INSTRUCTIONS TO FOLLOW:
For the material below, set down exactly the lines between the one containing "point: speckled bird" and the last line, both included, leaving every picture out.

SUPPLIED INFORMATION:
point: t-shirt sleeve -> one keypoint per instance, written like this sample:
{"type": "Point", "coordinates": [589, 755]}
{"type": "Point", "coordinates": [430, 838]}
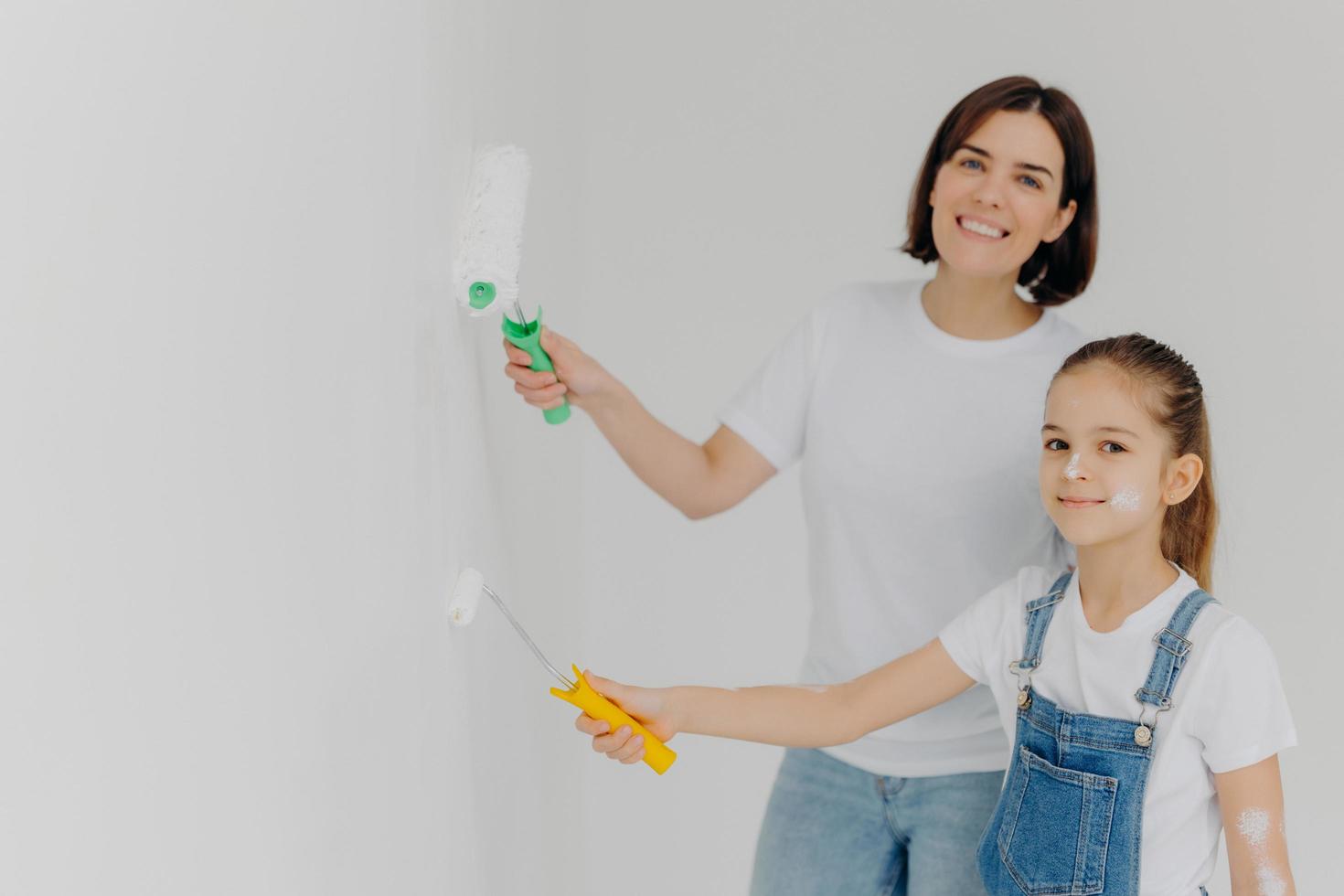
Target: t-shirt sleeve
{"type": "Point", "coordinates": [1243, 715]}
{"type": "Point", "coordinates": [771, 410]}
{"type": "Point", "coordinates": [976, 638]}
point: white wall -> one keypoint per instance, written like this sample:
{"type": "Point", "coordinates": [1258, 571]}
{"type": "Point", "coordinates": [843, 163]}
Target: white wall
{"type": "Point", "coordinates": [249, 440]}
{"type": "Point", "coordinates": [245, 453]}
{"type": "Point", "coordinates": [746, 156]}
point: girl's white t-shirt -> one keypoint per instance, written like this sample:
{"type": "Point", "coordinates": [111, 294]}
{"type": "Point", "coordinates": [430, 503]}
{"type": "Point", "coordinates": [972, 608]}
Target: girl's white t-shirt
{"type": "Point", "coordinates": [920, 454]}
{"type": "Point", "coordinates": [1229, 710]}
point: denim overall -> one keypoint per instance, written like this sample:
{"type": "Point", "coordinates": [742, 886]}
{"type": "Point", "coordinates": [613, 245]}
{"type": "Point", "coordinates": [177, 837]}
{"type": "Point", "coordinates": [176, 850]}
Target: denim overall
{"type": "Point", "coordinates": [1069, 821]}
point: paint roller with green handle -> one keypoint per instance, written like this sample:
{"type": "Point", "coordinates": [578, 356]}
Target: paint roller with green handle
{"type": "Point", "coordinates": [491, 251]}
{"type": "Point", "coordinates": [528, 337]}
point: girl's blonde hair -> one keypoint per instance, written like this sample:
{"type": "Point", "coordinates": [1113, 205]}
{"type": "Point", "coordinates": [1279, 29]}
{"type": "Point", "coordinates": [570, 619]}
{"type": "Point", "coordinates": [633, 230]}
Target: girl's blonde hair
{"type": "Point", "coordinates": [1171, 392]}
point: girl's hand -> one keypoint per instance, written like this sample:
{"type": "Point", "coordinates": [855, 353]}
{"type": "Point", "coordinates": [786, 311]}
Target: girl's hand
{"type": "Point", "coordinates": [575, 374]}
{"type": "Point", "coordinates": [646, 706]}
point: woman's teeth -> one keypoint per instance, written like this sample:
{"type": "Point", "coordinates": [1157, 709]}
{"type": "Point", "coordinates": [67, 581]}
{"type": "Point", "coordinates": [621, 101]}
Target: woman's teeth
{"type": "Point", "coordinates": [984, 229]}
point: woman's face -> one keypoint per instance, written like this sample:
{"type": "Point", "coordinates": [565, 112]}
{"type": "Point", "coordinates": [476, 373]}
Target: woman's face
{"type": "Point", "coordinates": [997, 197]}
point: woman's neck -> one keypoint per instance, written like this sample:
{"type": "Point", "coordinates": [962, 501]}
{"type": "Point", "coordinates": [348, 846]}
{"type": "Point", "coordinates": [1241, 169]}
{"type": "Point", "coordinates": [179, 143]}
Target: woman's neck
{"type": "Point", "coordinates": [1115, 581]}
{"type": "Point", "coordinates": [976, 306]}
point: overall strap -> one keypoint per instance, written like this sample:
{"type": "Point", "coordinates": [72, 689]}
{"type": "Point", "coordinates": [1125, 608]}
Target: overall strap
{"type": "Point", "coordinates": [1040, 613]}
{"type": "Point", "coordinates": [1172, 650]}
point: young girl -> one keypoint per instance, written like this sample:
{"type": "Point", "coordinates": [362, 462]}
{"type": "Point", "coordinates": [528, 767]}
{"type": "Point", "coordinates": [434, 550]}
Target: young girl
{"type": "Point", "coordinates": [1146, 716]}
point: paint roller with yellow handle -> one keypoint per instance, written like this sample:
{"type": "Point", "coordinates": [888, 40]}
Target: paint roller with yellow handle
{"type": "Point", "coordinates": [461, 610]}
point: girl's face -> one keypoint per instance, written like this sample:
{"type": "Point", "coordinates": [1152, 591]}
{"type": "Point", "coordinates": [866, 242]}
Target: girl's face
{"type": "Point", "coordinates": [1106, 470]}
{"type": "Point", "coordinates": [997, 197]}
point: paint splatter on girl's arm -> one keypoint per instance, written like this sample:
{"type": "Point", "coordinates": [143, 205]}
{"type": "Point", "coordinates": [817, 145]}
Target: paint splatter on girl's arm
{"type": "Point", "coordinates": [1252, 802]}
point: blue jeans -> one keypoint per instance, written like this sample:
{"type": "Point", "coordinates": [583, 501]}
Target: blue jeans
{"type": "Point", "coordinates": [835, 829]}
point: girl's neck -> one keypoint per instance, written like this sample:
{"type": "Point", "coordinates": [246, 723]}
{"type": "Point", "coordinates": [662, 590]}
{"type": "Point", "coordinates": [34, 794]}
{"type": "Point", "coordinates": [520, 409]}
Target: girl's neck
{"type": "Point", "coordinates": [974, 306]}
{"type": "Point", "coordinates": [1115, 581]}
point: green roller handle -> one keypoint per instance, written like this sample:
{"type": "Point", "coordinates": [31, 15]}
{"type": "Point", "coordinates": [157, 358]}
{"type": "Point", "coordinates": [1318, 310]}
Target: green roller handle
{"type": "Point", "coordinates": [528, 337]}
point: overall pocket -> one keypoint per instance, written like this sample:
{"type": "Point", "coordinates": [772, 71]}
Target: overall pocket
{"type": "Point", "coordinates": [1057, 827]}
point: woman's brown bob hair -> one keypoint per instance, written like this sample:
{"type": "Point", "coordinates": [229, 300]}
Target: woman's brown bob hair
{"type": "Point", "coordinates": [1060, 271]}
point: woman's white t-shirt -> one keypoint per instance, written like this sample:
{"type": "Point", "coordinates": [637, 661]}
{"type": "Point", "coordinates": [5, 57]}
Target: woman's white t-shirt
{"type": "Point", "coordinates": [920, 454]}
{"type": "Point", "coordinates": [1229, 710]}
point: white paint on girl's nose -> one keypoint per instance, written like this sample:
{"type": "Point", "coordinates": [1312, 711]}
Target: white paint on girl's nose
{"type": "Point", "coordinates": [1072, 470]}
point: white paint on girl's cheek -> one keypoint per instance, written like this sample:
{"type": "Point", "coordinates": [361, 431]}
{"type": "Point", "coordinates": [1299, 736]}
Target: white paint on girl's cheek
{"type": "Point", "coordinates": [1253, 825]}
{"type": "Point", "coordinates": [1267, 880]}
{"type": "Point", "coordinates": [1072, 470]}
{"type": "Point", "coordinates": [1128, 498]}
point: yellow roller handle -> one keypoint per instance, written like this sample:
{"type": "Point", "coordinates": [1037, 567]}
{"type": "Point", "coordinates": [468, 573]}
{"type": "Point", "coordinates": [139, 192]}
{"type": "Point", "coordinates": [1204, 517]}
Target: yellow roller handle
{"type": "Point", "coordinates": [656, 753]}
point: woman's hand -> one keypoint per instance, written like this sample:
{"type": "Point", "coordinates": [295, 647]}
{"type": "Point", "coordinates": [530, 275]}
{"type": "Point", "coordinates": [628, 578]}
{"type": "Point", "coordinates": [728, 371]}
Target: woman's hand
{"type": "Point", "coordinates": [651, 707]}
{"type": "Point", "coordinates": [575, 375]}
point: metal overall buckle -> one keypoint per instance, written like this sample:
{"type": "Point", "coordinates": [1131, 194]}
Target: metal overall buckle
{"type": "Point", "coordinates": [1023, 683]}
{"type": "Point", "coordinates": [1144, 732]}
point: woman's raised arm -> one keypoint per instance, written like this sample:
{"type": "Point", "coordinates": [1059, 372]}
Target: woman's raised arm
{"type": "Point", "coordinates": [699, 480]}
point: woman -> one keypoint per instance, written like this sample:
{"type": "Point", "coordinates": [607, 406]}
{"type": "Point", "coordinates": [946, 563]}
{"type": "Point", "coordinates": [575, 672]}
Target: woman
{"type": "Point", "coordinates": [912, 409]}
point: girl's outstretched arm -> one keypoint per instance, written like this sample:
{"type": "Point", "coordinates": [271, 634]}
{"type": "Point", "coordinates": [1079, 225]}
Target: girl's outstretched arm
{"type": "Point", "coordinates": [1252, 801]}
{"type": "Point", "coordinates": [788, 715]}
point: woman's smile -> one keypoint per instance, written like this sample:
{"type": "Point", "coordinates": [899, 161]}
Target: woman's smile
{"type": "Point", "coordinates": [980, 229]}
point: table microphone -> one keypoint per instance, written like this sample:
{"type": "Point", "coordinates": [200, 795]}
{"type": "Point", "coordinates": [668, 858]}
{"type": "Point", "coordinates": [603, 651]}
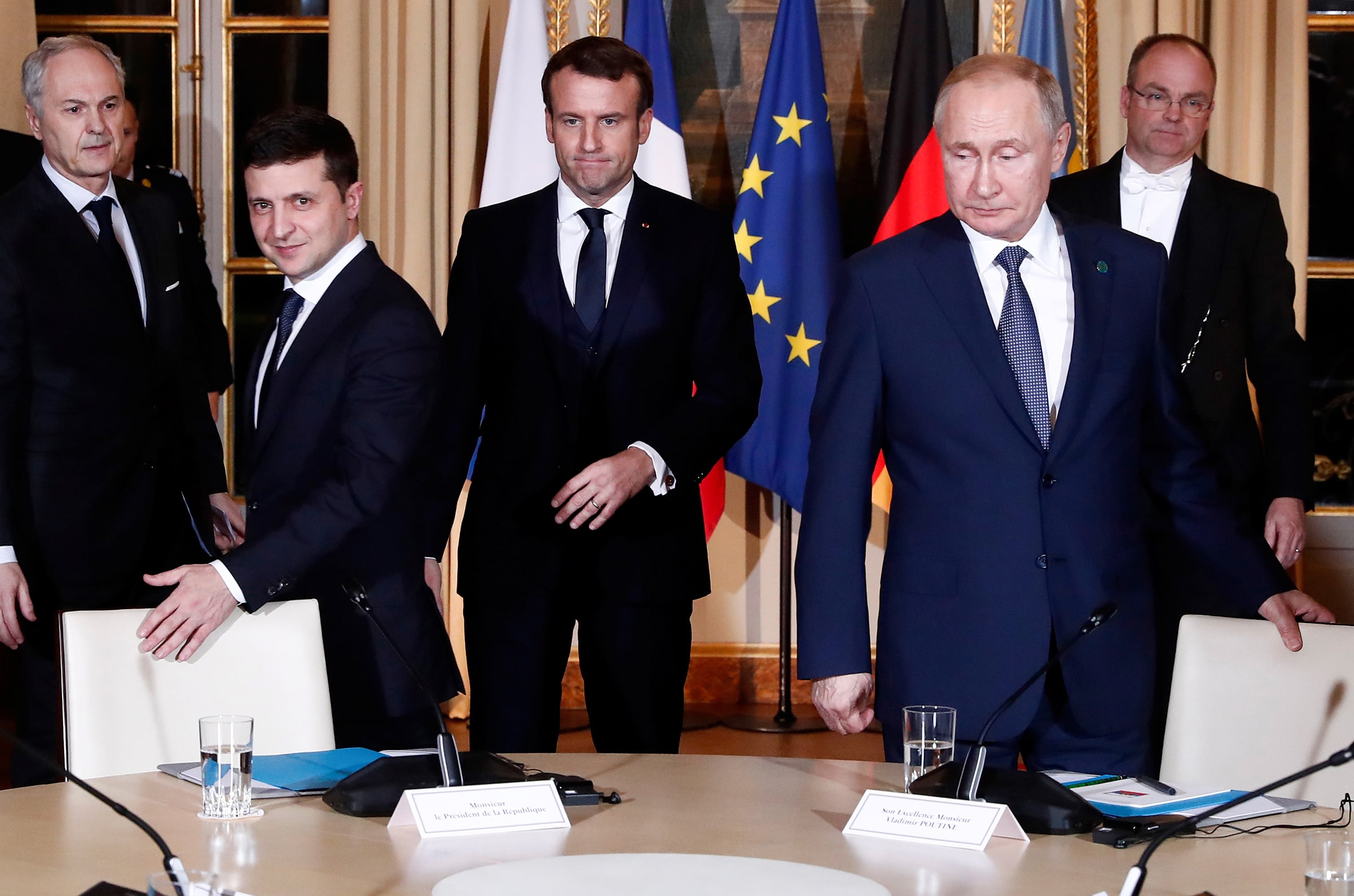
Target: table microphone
{"type": "Point", "coordinates": [447, 753]}
{"type": "Point", "coordinates": [1136, 875]}
{"type": "Point", "coordinates": [1039, 803]}
{"type": "Point", "coordinates": [171, 863]}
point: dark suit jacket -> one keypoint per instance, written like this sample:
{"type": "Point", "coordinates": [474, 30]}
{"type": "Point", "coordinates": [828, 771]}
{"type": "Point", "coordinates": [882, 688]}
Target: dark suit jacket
{"type": "Point", "coordinates": [91, 400]}
{"type": "Point", "coordinates": [209, 330]}
{"type": "Point", "coordinates": [678, 315]}
{"type": "Point", "coordinates": [1229, 264]}
{"type": "Point", "coordinates": [993, 543]}
{"type": "Point", "coordinates": [331, 497]}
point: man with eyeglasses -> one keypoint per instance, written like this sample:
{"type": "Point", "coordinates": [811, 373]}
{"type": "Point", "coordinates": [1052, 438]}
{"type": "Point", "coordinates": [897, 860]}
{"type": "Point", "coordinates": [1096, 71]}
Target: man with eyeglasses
{"type": "Point", "coordinates": [1227, 313]}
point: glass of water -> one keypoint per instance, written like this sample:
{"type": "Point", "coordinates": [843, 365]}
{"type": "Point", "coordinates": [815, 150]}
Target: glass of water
{"type": "Point", "coordinates": [198, 884]}
{"type": "Point", "coordinates": [1330, 864]}
{"type": "Point", "coordinates": [928, 741]}
{"type": "Point", "coordinates": [227, 745]}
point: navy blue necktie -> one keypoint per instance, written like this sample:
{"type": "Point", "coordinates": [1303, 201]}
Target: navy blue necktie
{"type": "Point", "coordinates": [1019, 332]}
{"type": "Point", "coordinates": [290, 309]}
{"type": "Point", "coordinates": [102, 209]}
{"type": "Point", "coordinates": [591, 285]}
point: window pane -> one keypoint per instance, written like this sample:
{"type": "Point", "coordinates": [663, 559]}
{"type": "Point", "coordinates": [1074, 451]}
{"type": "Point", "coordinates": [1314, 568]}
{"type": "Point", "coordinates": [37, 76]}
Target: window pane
{"type": "Point", "coordinates": [1331, 83]}
{"type": "Point", "coordinates": [148, 60]}
{"type": "Point", "coordinates": [1330, 333]}
{"type": "Point", "coordinates": [297, 75]}
{"type": "Point", "coordinates": [279, 7]}
{"type": "Point", "coordinates": [255, 308]}
{"type": "Point", "coordinates": [105, 7]}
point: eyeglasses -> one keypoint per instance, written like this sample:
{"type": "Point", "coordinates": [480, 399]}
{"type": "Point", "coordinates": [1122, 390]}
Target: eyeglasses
{"type": "Point", "coordinates": [1157, 102]}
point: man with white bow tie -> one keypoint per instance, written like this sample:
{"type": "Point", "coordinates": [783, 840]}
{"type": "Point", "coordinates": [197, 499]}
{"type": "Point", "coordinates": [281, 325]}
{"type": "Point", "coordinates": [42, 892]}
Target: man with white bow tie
{"type": "Point", "coordinates": [1229, 302]}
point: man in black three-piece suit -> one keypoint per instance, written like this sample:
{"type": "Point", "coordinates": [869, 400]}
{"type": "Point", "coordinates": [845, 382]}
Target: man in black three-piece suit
{"type": "Point", "coordinates": [109, 459]}
{"type": "Point", "coordinates": [1229, 301]}
{"type": "Point", "coordinates": [579, 319]}
{"type": "Point", "coordinates": [333, 409]}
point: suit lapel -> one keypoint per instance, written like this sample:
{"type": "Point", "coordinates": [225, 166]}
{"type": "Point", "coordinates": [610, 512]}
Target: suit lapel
{"type": "Point", "coordinates": [1092, 292]}
{"type": "Point", "coordinates": [540, 290]}
{"type": "Point", "coordinates": [631, 270]}
{"type": "Point", "coordinates": [1196, 258]}
{"type": "Point", "coordinates": [332, 309]}
{"type": "Point", "coordinates": [956, 289]}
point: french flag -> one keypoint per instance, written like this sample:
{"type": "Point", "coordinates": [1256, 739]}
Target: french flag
{"type": "Point", "coordinates": [662, 163]}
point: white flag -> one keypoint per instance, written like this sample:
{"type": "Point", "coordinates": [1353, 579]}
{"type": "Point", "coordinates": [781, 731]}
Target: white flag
{"type": "Point", "coordinates": [519, 159]}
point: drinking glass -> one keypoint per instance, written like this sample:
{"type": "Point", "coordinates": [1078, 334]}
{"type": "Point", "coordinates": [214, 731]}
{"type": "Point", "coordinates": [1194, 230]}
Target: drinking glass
{"type": "Point", "coordinates": [227, 745]}
{"type": "Point", "coordinates": [928, 741]}
{"type": "Point", "coordinates": [200, 884]}
{"type": "Point", "coordinates": [1330, 864]}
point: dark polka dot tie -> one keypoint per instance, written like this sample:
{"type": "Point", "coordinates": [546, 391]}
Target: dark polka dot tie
{"type": "Point", "coordinates": [1019, 332]}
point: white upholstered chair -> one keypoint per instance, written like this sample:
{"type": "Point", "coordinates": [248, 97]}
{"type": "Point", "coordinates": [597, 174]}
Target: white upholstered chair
{"type": "Point", "coordinates": [126, 712]}
{"type": "Point", "coordinates": [1246, 711]}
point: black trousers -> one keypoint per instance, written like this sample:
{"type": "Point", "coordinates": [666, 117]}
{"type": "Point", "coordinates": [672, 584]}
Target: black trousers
{"type": "Point", "coordinates": [633, 658]}
{"type": "Point", "coordinates": [173, 540]}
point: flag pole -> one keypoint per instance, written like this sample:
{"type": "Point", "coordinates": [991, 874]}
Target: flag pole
{"type": "Point", "coordinates": [784, 721]}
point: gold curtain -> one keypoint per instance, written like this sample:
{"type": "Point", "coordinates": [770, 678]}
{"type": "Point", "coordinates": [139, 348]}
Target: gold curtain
{"type": "Point", "coordinates": [18, 39]}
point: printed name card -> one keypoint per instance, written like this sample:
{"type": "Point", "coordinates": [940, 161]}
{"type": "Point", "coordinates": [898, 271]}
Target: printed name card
{"type": "Point", "coordinates": [932, 819]}
{"type": "Point", "coordinates": [484, 809]}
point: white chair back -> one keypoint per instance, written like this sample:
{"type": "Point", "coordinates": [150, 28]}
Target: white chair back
{"type": "Point", "coordinates": [1246, 711]}
{"type": "Point", "coordinates": [128, 712]}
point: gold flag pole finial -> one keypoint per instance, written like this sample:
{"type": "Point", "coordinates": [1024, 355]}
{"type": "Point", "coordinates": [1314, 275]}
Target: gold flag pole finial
{"type": "Point", "coordinates": [1087, 82]}
{"type": "Point", "coordinates": [557, 25]}
{"type": "Point", "coordinates": [1004, 26]}
{"type": "Point", "coordinates": [599, 18]}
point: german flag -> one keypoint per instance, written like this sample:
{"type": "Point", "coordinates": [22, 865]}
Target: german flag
{"type": "Point", "coordinates": [912, 184]}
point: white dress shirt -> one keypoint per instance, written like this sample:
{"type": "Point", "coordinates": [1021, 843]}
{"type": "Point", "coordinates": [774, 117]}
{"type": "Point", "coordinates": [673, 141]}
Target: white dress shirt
{"type": "Point", "coordinates": [310, 292]}
{"type": "Point", "coordinates": [1150, 205]}
{"type": "Point", "coordinates": [570, 232]}
{"type": "Point", "coordinates": [1048, 281]}
{"type": "Point", "coordinates": [79, 198]}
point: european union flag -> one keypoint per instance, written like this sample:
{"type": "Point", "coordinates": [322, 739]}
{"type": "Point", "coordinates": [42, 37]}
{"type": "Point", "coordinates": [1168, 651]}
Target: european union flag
{"type": "Point", "coordinates": [786, 229]}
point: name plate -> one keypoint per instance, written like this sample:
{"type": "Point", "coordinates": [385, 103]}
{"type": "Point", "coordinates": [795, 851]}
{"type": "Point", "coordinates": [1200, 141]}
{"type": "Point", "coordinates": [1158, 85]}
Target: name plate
{"type": "Point", "coordinates": [482, 809]}
{"type": "Point", "coordinates": [932, 819]}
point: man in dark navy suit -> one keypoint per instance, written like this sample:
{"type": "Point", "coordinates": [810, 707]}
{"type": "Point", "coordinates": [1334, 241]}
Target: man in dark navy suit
{"type": "Point", "coordinates": [335, 404]}
{"type": "Point", "coordinates": [1010, 366]}
{"type": "Point", "coordinates": [577, 320]}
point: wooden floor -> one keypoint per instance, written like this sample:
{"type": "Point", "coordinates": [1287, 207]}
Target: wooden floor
{"type": "Point", "coordinates": [715, 741]}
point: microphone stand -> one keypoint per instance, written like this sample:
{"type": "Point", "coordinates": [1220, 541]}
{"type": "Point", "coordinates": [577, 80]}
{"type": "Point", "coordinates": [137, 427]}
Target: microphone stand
{"type": "Point", "coordinates": [447, 753]}
{"type": "Point", "coordinates": [173, 864]}
{"type": "Point", "coordinates": [1136, 875]}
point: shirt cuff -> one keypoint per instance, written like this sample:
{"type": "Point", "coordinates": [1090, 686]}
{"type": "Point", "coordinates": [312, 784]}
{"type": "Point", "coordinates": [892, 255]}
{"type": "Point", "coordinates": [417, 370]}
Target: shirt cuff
{"type": "Point", "coordinates": [231, 581]}
{"type": "Point", "coordinates": [664, 481]}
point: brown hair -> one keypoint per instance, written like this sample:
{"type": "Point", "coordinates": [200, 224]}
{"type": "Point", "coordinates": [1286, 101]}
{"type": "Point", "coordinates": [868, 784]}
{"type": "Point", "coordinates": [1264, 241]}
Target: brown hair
{"type": "Point", "coordinates": [1006, 67]}
{"type": "Point", "coordinates": [601, 58]}
{"type": "Point", "coordinates": [300, 133]}
{"type": "Point", "coordinates": [1157, 39]}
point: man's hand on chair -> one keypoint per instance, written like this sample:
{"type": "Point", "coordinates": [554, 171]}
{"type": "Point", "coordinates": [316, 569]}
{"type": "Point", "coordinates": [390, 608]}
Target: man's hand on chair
{"type": "Point", "coordinates": [193, 611]}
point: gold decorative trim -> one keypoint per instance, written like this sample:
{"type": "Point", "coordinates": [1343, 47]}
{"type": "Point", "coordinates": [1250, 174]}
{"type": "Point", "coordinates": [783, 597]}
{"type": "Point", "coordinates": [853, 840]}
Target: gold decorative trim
{"type": "Point", "coordinates": [1330, 270]}
{"type": "Point", "coordinates": [1330, 22]}
{"type": "Point", "coordinates": [1087, 82]}
{"type": "Point", "coordinates": [86, 24]}
{"type": "Point", "coordinates": [557, 25]}
{"type": "Point", "coordinates": [1004, 26]}
{"type": "Point", "coordinates": [599, 18]}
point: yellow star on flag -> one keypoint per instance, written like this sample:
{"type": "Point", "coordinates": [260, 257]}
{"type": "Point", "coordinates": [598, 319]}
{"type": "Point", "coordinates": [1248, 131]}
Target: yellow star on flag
{"type": "Point", "coordinates": [799, 346]}
{"type": "Point", "coordinates": [762, 302]}
{"type": "Point", "coordinates": [755, 178]}
{"type": "Point", "coordinates": [745, 241]}
{"type": "Point", "coordinates": [791, 125]}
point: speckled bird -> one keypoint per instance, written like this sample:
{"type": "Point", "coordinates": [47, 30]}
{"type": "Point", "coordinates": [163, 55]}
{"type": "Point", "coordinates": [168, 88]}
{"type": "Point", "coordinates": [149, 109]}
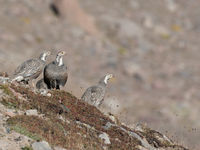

WRITTEN ANSWER:
point: speckled bird -> one keypoint per instance, written like this sample:
{"type": "Point", "coordinates": [47, 30]}
{"type": "Point", "coordinates": [163, 55]}
{"type": "Point", "coordinates": [168, 88]}
{"type": "Point", "coordinates": [149, 109]}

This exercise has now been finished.